== Segment start ==

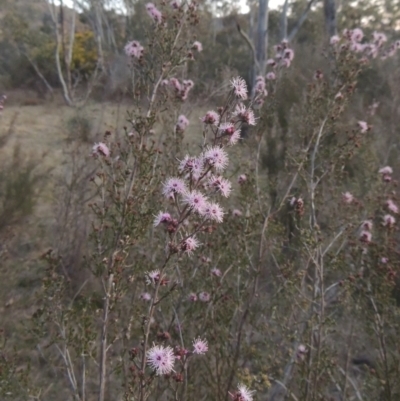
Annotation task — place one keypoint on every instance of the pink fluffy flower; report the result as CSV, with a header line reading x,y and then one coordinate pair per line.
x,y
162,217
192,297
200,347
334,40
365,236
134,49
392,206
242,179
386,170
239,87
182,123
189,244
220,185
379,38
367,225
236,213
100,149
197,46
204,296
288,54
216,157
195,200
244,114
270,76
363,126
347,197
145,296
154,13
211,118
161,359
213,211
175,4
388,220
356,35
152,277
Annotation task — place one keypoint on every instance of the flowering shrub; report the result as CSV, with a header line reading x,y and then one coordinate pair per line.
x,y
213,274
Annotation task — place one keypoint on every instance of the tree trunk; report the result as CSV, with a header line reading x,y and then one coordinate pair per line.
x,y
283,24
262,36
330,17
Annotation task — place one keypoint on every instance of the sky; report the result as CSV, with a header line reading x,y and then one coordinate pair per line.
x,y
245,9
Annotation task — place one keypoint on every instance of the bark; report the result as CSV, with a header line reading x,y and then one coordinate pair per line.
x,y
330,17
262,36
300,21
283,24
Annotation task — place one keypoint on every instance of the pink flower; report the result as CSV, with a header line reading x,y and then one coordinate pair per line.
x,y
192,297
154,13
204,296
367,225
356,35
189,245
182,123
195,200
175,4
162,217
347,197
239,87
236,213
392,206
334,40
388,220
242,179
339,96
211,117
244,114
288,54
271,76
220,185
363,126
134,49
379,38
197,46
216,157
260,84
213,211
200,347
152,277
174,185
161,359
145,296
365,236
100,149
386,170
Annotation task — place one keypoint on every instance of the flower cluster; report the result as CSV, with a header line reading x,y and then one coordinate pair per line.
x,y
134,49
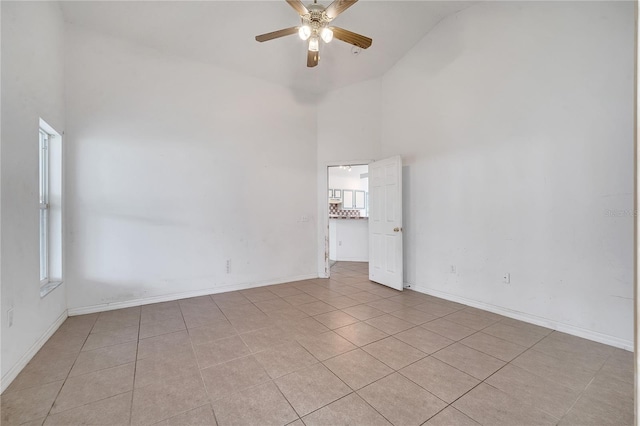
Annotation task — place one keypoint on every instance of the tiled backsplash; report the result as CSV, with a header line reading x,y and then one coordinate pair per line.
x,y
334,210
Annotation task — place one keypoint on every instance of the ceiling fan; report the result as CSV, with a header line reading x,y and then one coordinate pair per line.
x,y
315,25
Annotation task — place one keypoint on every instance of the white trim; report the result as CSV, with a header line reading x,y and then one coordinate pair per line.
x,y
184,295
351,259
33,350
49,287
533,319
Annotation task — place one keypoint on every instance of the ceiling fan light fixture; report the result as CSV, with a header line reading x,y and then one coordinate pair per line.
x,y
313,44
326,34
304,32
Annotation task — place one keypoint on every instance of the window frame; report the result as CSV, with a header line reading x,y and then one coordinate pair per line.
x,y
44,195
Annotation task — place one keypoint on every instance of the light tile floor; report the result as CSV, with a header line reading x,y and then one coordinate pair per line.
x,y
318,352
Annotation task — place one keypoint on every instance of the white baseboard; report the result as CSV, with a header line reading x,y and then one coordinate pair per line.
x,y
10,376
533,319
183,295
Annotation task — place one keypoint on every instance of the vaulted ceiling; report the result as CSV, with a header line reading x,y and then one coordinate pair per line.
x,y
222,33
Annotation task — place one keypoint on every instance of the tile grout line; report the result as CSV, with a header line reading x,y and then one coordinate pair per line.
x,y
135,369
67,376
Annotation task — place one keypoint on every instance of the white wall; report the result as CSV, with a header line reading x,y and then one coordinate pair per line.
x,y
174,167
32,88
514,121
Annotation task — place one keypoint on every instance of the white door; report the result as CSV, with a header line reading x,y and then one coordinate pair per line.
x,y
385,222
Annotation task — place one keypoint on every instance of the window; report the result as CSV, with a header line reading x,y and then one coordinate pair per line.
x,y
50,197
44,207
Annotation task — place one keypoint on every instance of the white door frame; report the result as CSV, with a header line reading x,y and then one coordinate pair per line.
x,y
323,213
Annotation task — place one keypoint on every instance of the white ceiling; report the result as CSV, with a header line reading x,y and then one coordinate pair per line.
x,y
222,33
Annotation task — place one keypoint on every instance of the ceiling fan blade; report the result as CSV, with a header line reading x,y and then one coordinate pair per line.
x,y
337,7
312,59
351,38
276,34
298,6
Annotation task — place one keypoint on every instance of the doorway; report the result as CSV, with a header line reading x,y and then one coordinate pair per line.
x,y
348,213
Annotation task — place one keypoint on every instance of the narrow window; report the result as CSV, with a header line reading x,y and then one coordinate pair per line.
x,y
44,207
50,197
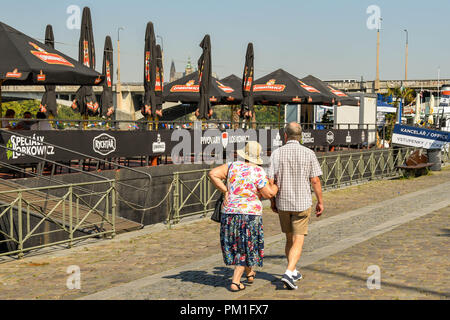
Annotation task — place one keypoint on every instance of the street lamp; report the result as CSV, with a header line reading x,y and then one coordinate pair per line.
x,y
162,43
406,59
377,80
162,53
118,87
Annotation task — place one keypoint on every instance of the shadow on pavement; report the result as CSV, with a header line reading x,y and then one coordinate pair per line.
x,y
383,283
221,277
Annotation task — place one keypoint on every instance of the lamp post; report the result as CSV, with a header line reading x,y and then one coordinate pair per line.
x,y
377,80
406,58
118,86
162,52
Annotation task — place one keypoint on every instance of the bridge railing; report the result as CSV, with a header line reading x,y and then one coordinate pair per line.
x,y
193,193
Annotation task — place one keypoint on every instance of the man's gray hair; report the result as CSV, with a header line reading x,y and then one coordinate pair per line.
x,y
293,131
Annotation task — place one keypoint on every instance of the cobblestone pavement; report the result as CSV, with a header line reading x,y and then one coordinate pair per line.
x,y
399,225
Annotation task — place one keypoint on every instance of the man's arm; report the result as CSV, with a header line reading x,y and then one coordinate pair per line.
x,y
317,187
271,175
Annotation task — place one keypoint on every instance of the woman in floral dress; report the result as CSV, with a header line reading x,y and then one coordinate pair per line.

== Segment end ==

=== Work item ===
Omit the pictures and write out the remaining data exactly.

=== Result of the exercise ===
Annotation task — place one keypoint on every instance of the pink fluffy flower; report the result as CSV, with a header line reading x,y and then one coordinate pair per line.
x,y
162,217
192,297
200,347
334,40
365,236
134,49
392,206
242,179
386,170
239,87
182,123
189,244
220,185
379,38
367,225
236,213
100,149
197,46
204,296
288,54
216,157
195,200
244,114
270,76
363,126
347,197
145,296
154,13
211,118
161,359
213,211
175,4
388,220
356,35
152,277
Annotation task — place one keypoint on every instance of the flowering shrub; report the result as CSV, with a header line reading x,y and then one coordinate pair per line.
x,y
213,274
Annotation task — place one keypoint on every instance of the tree trunk; report the result as CSV, with a header line reading x,y and then one coordinate pair per line.
x,y
283,24
262,36
330,17
Annotation task — place one keypoint on every instance of the sky; report the result as CSV, with a header line reading x,y and then one coordinate pair per line.
x,y
245,9
Annotation task — place one keypoint on every instance of the bark; report the result as CSV, with a header line reading x,y and then one coordinate pair per line.
x,y
330,17
262,36
300,21
283,24
Annotation task — place one keypoint on every instance of the pink flower; report the result as CSV, with a header line reading x,y and then one coordinate pair per line.
x,y
192,297
154,13
204,296
367,225
356,35
189,245
182,123
195,200
175,4
162,217
347,197
239,87
236,213
392,206
334,40
388,220
242,179
339,96
211,117
244,114
288,54
271,76
220,185
363,126
134,49
379,38
197,46
216,157
260,84
213,211
200,347
152,277
174,185
161,359
145,296
365,236
100,149
386,170
Annotation task — place one keypoint on every instance of the flower cluster; report the result as CSV, with a header line reading x,y and then one coordinate pair per line.
x,y
134,49
Annotation task — place one keypoint on every instance of the tiled backsplash; report the result as CSV, with a header line reading x,y and then one coordinate pair per line.
x,y
334,210
Annotation task — place one keypoint on every instance of the ceiling fan; report the result as CSV, with a header line reading x,y and then one coordinate pair per line.
x,y
315,25
Annotation task — place one keypoint on every instance of the white trim; report the result as CSV, with a header line reading x,y and then one coordinate pair per line.
x,y
184,295
351,259
33,350
49,287
533,319
Annotation task — place one keypoint on every instance of the ceiling fan light fixture; report the result as CSV, with a header line reading x,y and then one coordinate pair per line.
x,y
313,44
326,34
304,32
Annotation task — place one keypoint on every instance of the window frame; report the result as CSV, with a header line reading x,y and then one coordinate pair per line.
x,y
44,195
Annotation task — place one keypoint on every instance of the light tile floor; report the result as CSV, with a header line reading x,y and then one coordinate pair per line.
x,y
318,352
Annotation task — place one keypoint on every instance of the white baseboard; report the result as CSV, with a header line reading x,y and then one coordinate pair per line.
x,y
10,376
533,319
183,295
Annotation task — place one keypoint on every instance of the vaulted ceiling; report the result as CSV, with a header line reading x,y and then one coordinate pair per line.
x,y
222,33
Annotation task — place one keypoint on every instance of the tile grout line; report the result as CSV, with a header line reading x,y and then one coordinate pair per line.
x,y
135,369
67,376
Annotation task — place one keypoint on every instance of the white wall; report the result as CSV, with a header line reading x,y and then one coordinate pair per line.
x,y
174,167
32,88
514,121
Annotation task — place one keypoint on every instance of the white door; report the result as CSV, with a header line reading x,y and then one coordinate pair per line.
x,y
385,222
Annotation task — place one keypoint on every instance of the window; report the result as CSV, with a header line reading x,y and then one coordinate pair per line.
x,y
50,197
44,207
Annotation task — place one keypoint on every instance of the white door frame; report the result as CSV, with a header line reading x,y and then one coordinate pair per line.
x,y
323,213
Annotation task — place one keypoint on every instance of the white ceiling; report the result as CSV, with a header line reading x,y and then one coordinate pair per line.
x,y
222,33
Annotation task — place one keypoint on every instance of the ceiling fan blade; report the result as CSV, with a header line reading x,y and then one coordinate pair per line.
x,y
337,7
312,59
351,38
276,34
298,6
Annotation task — place one keypoint on every instance of the doorway; report the result as CSV, with a header line reading x,y and then one coordinate pair per line.
x,y
348,213
Annotation task — place one keypoint on every instance of the narrow window; report the result as CSV, with a header line reading x,y and then one coordinate pair per line.
x,y
44,207
50,197
Annotation task — place one keypoint on every instance of the street lamp; report the result as CSV, with a header line reading x,y and then one coordinate pair per line.
x,y
162,43
406,59
377,80
162,53
118,87
Annotation task — place one keypoint on every instance of the shadow on pavement; report the result as CSV, with a header line reading x,y and then one coordinate pair per line.
x,y
383,283
221,277
Annotation task — place one keypoint on every instance of the lamp post; report the result as CSV, with a header line reading x,y and then one coordinate pair per line.
x,y
377,80
406,58
118,86
162,52
Annotation task — place one keypoint on every instance of the bridge railing; report the result as CSV, with a header line reading x,y and then one coordinate pair per line.
x,y
193,193
Annotation task — place one keypoint on every instance of the man's gray hair; report the result as CSV, with a header line reading x,y and then one coordinate pair per line.
x,y
293,131
Annotation task — place one keypoint on every instance of the cobblestone pavement; report the result as CSV, with a header line reading x,y and then one coordinate pair per line.
x,y
399,225
Annotation task — place one keypoint on every instance of the man's arm; report the result as CSV, with a header line reading x,y and then one coordinate pair per line.
x,y
317,187
271,175
Annotation task — place one keypoint on every instance of the woman in floral dress; report the result as CSV, with a header line reading x,y and then one coordinate pair per line.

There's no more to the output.